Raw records
___
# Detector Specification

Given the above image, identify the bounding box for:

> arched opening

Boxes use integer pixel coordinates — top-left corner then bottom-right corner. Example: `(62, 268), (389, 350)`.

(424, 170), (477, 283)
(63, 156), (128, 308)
___
Stated exercise
List each line of the entries above that contains the string "left".

Task response
Boxes use integer pixel coordinates — top-left corner then bottom-right corner. Example: `(62, 268), (389, 350)`.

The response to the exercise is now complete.